§ **Testo fornito**
===============

Non mi lasciare: i protagonisti raccontano la nuova fiction crime su Rai 1 dal 10 gennaio

Sta per arrivare su Rai 1, da lunedì 10 gennaio per quattro appuntamenti, un nuovo prodotto crime “adulto” della Rai, che conferma la volontà della rete di far crescere il suo pubblico non solo in termini numerici ma anche qualitativi. Prodotta da PayperMoon di Mario Mauri con Rai Fiction, Non mi lasciare porta in prima serata un argomento drammatico come la scomparsa dei minori, adescati sul web e vittime di aguzzini che li portano nell'orrendo mondo della pedopornografia, a cui i poliziotti del CNCPO (Centro nazionale per il contrasto alla pedopornografia online della Polizia di Stato) eroicamente cercano di strapparli per restituirli a una vita normale, quando non è, purtroppo, troppo tardi. A condurci all'interno di questo mondo con realismo e insieme delicatezza è una serie che unisce i classici della detection e della suspense all'analisi di protagonisti anch'essi danneggiati, senza eroi duri e puri senza debolezze. In questo caso sono il vicequestore del CNCPO di Roma Elena Viganò, interpretato da Vittoria Puccini e il vicequestore della polizia di Venezia Daniele Vianello, che ha il volto di Alessandro Roia, innamorati da giovani, che si ritrovano 20 anni dopo la sparizione improvvisa di lei che ha lasciato il Veneto senza spiegazioni e si trovano a collaborare in seguito al ritrovamento di una giovane vittima in un'indagine che li metterà a dura prova. A scrivere per il piccolo schermo questa storia sono due campioni della sceneggiatura come Leonardo Fasoli e Maddalena Ravagli, head writers di Gomorra (e autori per la Rai di Maltese – Il romanzo del commissario e Io ti cercherò), e a dirigerla è Ciro Visco, che proprio sul set napoletano della serie dei record ha debuttato come regista nel 2019.

===============

§ **Dati estratti**
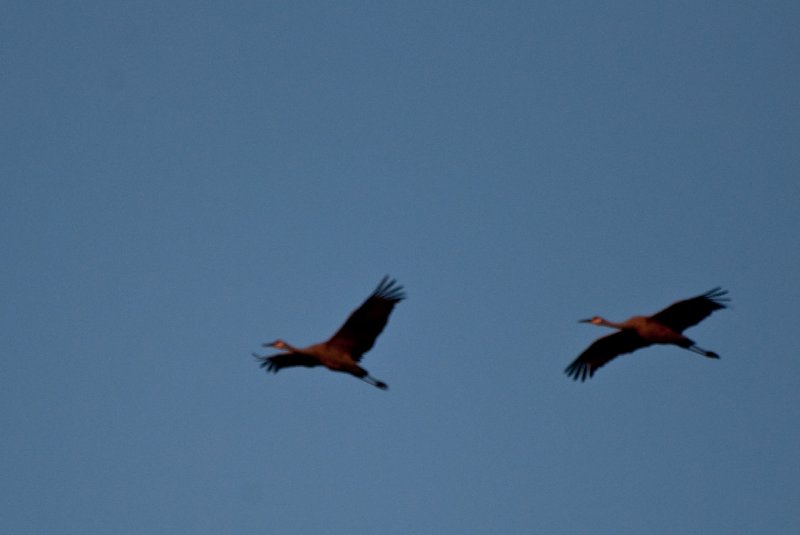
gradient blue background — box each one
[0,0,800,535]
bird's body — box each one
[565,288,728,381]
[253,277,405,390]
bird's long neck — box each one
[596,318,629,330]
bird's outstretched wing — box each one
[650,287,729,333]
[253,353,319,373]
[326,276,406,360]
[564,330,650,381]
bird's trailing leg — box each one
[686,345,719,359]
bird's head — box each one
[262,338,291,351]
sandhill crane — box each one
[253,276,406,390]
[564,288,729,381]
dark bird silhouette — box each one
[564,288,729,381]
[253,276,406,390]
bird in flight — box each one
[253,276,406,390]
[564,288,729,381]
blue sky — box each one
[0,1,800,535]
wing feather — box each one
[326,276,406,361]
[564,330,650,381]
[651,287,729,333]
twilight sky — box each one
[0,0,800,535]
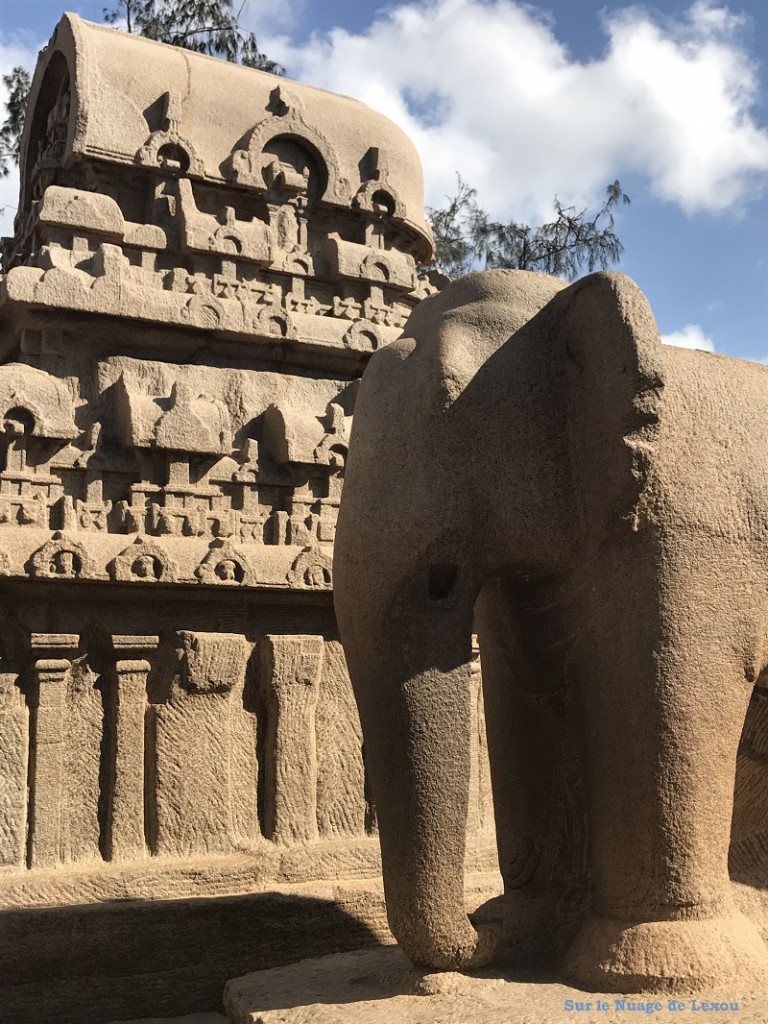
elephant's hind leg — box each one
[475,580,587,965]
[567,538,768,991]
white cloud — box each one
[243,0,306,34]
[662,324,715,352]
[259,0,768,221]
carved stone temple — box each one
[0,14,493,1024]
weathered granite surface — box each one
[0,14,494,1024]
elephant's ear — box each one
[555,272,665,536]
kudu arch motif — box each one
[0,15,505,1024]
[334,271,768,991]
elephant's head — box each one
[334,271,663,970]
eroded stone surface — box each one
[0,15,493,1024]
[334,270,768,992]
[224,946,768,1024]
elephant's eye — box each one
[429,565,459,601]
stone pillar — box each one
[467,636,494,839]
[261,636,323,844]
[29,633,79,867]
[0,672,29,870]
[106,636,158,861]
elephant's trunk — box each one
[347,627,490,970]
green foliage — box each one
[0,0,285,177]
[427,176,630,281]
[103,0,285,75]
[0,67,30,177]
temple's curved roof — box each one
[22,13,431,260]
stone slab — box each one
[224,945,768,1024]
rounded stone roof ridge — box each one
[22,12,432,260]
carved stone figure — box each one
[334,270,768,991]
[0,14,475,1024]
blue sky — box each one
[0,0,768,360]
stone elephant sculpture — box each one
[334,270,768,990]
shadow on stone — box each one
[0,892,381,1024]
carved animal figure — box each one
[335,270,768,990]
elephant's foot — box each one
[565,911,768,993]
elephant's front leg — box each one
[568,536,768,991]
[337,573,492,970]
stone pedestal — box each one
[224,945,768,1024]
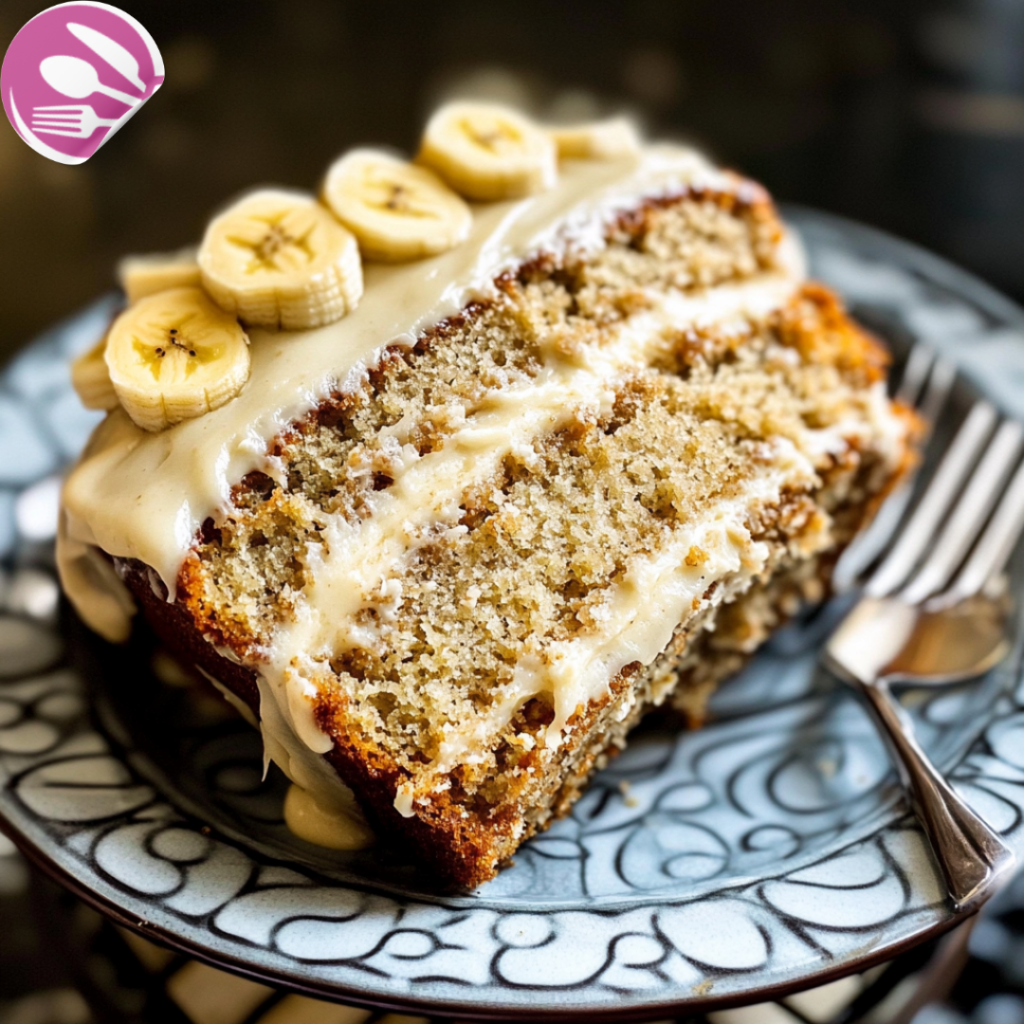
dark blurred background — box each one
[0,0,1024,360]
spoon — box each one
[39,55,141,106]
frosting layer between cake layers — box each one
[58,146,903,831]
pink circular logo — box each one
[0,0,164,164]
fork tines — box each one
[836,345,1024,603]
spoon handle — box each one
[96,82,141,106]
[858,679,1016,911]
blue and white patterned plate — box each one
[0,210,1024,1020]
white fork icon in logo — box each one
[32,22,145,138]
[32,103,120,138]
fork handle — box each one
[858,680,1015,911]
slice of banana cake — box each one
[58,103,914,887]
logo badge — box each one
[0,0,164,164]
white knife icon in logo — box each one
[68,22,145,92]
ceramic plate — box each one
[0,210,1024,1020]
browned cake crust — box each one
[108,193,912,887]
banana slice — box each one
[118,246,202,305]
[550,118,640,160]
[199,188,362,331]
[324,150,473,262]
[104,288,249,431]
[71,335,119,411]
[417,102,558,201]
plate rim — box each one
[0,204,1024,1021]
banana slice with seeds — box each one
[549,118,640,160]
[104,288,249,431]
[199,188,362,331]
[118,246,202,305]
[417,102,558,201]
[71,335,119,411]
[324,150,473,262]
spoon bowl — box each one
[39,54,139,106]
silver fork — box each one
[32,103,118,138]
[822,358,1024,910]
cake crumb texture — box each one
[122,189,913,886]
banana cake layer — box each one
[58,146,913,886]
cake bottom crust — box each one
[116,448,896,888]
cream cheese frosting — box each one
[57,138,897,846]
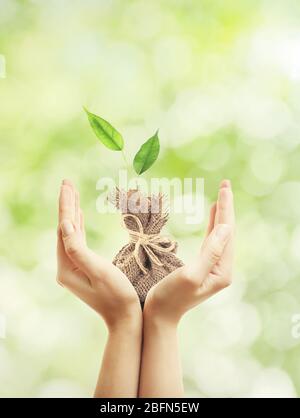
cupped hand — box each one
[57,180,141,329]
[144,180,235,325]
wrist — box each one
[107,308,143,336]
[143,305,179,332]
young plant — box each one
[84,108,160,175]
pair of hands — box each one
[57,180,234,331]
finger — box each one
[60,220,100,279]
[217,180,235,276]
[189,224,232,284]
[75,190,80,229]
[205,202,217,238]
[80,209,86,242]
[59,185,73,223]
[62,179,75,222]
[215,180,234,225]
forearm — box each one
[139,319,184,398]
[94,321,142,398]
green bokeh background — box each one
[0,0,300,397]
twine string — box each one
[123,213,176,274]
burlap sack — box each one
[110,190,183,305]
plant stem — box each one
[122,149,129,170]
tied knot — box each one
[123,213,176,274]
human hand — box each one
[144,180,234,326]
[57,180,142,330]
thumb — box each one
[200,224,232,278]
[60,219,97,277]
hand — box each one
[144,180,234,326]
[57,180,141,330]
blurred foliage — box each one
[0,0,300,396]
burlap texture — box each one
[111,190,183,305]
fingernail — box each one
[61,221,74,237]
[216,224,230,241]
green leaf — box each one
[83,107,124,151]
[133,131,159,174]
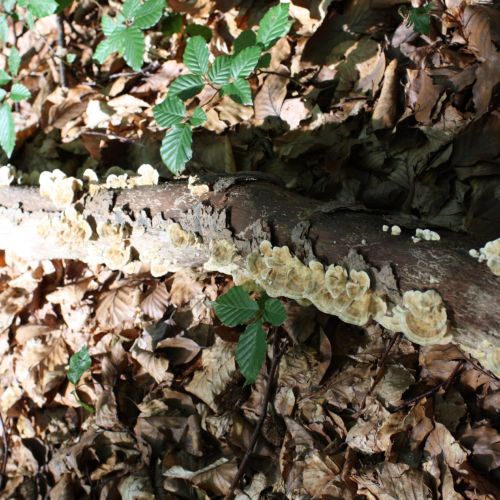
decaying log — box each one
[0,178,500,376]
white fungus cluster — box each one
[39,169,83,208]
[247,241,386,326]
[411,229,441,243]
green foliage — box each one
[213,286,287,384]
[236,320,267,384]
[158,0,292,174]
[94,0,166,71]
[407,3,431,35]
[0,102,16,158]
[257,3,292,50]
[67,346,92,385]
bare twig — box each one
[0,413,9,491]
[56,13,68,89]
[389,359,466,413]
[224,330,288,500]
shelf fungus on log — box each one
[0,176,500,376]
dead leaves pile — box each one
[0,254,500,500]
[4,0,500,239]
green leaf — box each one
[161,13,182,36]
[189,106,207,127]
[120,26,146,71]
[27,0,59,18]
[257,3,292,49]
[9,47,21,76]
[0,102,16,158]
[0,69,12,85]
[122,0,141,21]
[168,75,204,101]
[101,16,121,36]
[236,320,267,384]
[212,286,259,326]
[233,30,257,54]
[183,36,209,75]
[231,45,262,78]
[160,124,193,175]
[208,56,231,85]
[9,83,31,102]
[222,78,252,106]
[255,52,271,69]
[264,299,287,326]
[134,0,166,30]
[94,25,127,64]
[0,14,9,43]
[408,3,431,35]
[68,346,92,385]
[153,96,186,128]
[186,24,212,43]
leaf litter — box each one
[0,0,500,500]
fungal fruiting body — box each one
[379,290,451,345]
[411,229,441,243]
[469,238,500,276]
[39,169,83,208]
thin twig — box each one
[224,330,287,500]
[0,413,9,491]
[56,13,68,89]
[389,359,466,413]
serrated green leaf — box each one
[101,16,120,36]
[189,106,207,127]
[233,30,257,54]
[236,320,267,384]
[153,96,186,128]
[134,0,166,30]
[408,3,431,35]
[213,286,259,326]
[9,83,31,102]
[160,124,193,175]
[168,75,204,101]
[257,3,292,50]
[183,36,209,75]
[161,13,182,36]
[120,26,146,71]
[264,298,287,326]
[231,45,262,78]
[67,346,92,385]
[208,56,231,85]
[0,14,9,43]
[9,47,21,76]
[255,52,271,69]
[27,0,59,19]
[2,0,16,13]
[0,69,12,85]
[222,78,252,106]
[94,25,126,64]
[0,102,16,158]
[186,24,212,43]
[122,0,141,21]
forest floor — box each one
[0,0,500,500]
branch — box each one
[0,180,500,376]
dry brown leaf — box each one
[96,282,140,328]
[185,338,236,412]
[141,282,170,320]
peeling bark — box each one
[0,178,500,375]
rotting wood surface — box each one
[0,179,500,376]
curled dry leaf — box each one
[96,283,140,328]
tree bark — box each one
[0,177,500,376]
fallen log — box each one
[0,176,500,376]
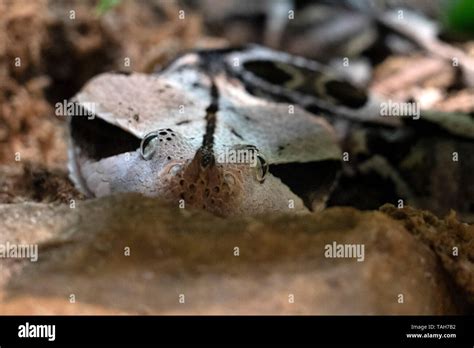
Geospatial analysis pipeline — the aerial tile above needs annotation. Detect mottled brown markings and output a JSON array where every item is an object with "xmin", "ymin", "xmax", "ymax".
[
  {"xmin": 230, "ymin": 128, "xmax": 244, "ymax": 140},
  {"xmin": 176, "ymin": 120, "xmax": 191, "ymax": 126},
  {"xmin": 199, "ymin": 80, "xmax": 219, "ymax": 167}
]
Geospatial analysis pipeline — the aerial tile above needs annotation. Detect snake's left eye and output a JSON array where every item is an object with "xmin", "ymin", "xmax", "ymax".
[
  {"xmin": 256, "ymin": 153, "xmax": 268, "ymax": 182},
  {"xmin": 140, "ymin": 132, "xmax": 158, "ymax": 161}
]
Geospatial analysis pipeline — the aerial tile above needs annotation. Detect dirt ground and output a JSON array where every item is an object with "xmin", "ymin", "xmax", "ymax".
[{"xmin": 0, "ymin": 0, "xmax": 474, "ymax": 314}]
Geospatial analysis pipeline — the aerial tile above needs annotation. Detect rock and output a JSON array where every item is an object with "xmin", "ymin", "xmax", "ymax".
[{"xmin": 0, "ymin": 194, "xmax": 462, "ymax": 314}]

===============

§ **Cosa fare**
1. Rispondi alle seguenti domande sull'articolo dedicato alla serie Non mi lasciare e contrassegna le risposte con le stesse lettere.
(a) Da quale giorno e per quanti appuntamenti la serie va in onda su Rai 1?
(b) Quale attore interpreta il vicequestore Daniele Vianello?
(c) Chi dirige la serie?
2. Prosegui l'articolo sulla serie Non mi lasciare dopo la sua ultima frase.

§ **Risposte fornite**
1.
(a) Da lunedì 10 gennaio, per quattro appuntamenti.
(b) Alessandro Roia.
(c) Ciro Visco.

2.
Venezia – Il perché di una location

Non mi lasciare è stato girato in due mesi, proprio quelli del lockdown, che ha facilitato in un certo senso le riprese a causa della mancanza di traffico e di turisti, ed è la prima serie italiana ambientata quasi interamente a Venezia dove la produzione è rimasta per due mesi (con alcune scene a Roma, Milano e nel Polesine), Una Venezia non da cartolina, di cui vengono mostrati con tanto di nome i vari Sestrieri e i luoghi anche meno conosciuti e che diventa una vera e propria protagonista al pari degli attori. Il motivo, dice Mario Mauri, è in parte sentimentale, perché sua madre e la sua famiglia sono veneziani e il produttore ha passato molta parte della sua infanzia nella città a cui è molto legato, ma soprattutto perché “era nostra intenzione di fare un prodotto internazionale e in questi casi o si parte da un romanzo famoso o da un autore, come nel caso de L'Amica geniale e di Gomorra, o si sceglie una location amata e conosciuta in tutto il mondo. Non appena lo abbiamo presentato infatti è stato subito acquistato da Canal Plus, che è entrato in produzione”. Le uniche difficoltà delle riprese, spesso notturne, nella città lagunare, per cui la produzione ringrazia l'aiuto della polizia locale che ha messo a disposizione i mezzi, sono state dovute al freddo: in quel periodo imperversava il Burian, e Vittoria Puccini racconta di una scena in cui per il gelo non è più riuscita a tenere in mano il telefono di scena, che è caduto e si è rotto in mille pezzi, e di aver “invidiato” Alessandro Roia, costretto a correre (con gli anfibi!) in inseguimenti mozzafiato su e giù per le calli, perché “almeno si riscaldava”. Ma tutti concordano sul privilegio di lavorare in una location tanto unica. Non c'è stato nessun limite, concorda come ha detto Roia, perché “non ci sono limiti alla bellezza”.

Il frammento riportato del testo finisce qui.